> _WORK INSTRUCTIONS_
- a) In the passage on the Texas usury law, rename "Mitsubishi" as "the defendant" and give the part that begins at the words "A brief comment" and stops after "Texas law governs.".
- b) Shorten the paragraph of the passage on the Texas usury law that opens with "A brief comment is required," keeping its main facts.
##### TEXT SHOWN #####
Plaintiff replies that, under the definition adopted by the Restatement of Conflicts, 2d, § 89, a statute which affords a private remedy to a person injured by the wrongful act is not a penal statute. See, Huntington v. Attrill, 146 U.S. 657, 13 S. Ct. 224, 36 L. Ed. 1123 (1892). In light of the rule of Commonwealth Nat'l Bank v. Kirk, supra, it is unnecessary to decide whether or not we would attach a "penal statute" label to *933 the Texas usury law based on general principles of law. This court is bound by the interpretation given to the statute by the Texas courts and we are not privileged to make an independent assessment of our own. Moreover, we have searched in vain for any indication that the Pennsylvania courts have deviated from the choice of law rule articulated in Kirk. Plaintiff has cited none. Under the circumstances, our duty is plain. We are bound by the unequivocal pronouncement of the Supreme Court of Pennsylvania.

A brief comment is required concerning Mitsubishi's remaining contention, namely, Pennsylvania law governs the validity of the interest rates charged herein, and summary judgment is required. This court does not reach the issue, inasmuch as we have determined that subject matter jurisdiction is absent to enforce the Texas usury law. If and when plaintiff desires to pursue his claim in the Texas courts, the Texas court, applying its choice of law principles, will have occasion to determine whether Pennsylvania or Texas law governs.
##### MATERIAL SUPPLIED #####
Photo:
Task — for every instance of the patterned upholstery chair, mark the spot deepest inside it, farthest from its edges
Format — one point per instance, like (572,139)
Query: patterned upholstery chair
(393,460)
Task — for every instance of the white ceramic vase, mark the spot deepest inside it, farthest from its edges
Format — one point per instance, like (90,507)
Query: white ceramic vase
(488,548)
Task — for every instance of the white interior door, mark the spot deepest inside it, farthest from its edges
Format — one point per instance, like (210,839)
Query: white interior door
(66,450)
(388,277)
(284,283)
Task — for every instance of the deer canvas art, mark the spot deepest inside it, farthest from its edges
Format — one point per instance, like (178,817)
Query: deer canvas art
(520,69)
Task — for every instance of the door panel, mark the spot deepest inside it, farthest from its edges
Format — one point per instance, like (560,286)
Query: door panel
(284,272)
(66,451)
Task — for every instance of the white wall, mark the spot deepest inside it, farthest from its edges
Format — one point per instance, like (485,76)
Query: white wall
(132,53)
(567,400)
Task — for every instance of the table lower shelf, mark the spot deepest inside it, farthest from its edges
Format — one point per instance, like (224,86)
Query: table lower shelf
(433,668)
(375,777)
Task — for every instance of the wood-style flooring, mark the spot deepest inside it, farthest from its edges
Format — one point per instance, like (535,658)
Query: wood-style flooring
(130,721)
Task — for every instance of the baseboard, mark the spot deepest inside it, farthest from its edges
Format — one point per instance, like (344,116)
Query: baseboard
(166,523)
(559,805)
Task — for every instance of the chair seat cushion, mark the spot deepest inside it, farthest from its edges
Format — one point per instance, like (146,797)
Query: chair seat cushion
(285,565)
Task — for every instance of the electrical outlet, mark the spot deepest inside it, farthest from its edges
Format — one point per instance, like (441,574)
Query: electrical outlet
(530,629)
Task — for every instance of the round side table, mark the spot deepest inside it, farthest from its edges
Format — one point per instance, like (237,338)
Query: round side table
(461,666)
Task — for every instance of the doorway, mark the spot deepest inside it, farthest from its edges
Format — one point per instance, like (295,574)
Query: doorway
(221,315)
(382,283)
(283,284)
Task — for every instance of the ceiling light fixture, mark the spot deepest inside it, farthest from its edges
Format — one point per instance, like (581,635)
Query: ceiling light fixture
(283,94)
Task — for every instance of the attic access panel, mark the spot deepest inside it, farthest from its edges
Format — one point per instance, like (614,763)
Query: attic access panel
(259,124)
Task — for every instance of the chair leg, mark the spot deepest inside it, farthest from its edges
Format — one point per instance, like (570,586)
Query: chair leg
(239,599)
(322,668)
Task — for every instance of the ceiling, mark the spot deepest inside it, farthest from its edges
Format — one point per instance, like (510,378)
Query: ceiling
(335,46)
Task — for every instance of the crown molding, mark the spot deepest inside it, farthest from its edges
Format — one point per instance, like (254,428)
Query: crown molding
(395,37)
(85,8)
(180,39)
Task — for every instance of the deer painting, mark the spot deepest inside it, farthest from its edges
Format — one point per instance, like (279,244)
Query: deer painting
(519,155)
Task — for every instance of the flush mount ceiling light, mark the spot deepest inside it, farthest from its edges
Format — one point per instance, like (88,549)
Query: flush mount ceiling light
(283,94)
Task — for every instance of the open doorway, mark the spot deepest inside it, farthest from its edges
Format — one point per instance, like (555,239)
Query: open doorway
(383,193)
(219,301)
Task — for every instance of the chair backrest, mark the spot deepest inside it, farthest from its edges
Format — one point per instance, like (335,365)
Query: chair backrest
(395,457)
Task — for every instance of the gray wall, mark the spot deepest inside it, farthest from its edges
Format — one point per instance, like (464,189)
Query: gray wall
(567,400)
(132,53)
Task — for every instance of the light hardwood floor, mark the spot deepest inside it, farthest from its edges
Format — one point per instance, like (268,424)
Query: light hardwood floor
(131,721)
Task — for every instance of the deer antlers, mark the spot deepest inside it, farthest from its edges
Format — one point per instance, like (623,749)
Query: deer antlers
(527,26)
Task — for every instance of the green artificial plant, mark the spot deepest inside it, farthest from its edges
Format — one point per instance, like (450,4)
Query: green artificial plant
#####
> _RESULTS FOR THE EXERCISE_
- a)
A brief comment is required concerning the defendant's remaining contention, namely, Pennsylvania law governs the validity of the interest rates charged herein, and summary judgment is required. This court does not reach the issue, inasmuch as we have determined that subject matter jurisdiction is absent to enforce the Texas usury law. If and when plaintiff desires to pursue his claim in the Texas courts, the Texas court, applying its choice of law principles, will have occasion to determine whether Pennsylvania or Texas law governs.

- b) Mitsubishi's remaining contention is that Pennsylvania law governs the validity of the interest rates charged and that summary judgment is required. The court does not reach this issue because it has found no subject matter jurisdiction to enforce the Texas usury law. If plaintiff pursues his claim in the Texas courts, the Texas court will apply its choice of law principles to decide whether Pennsylvania or Texas law governs.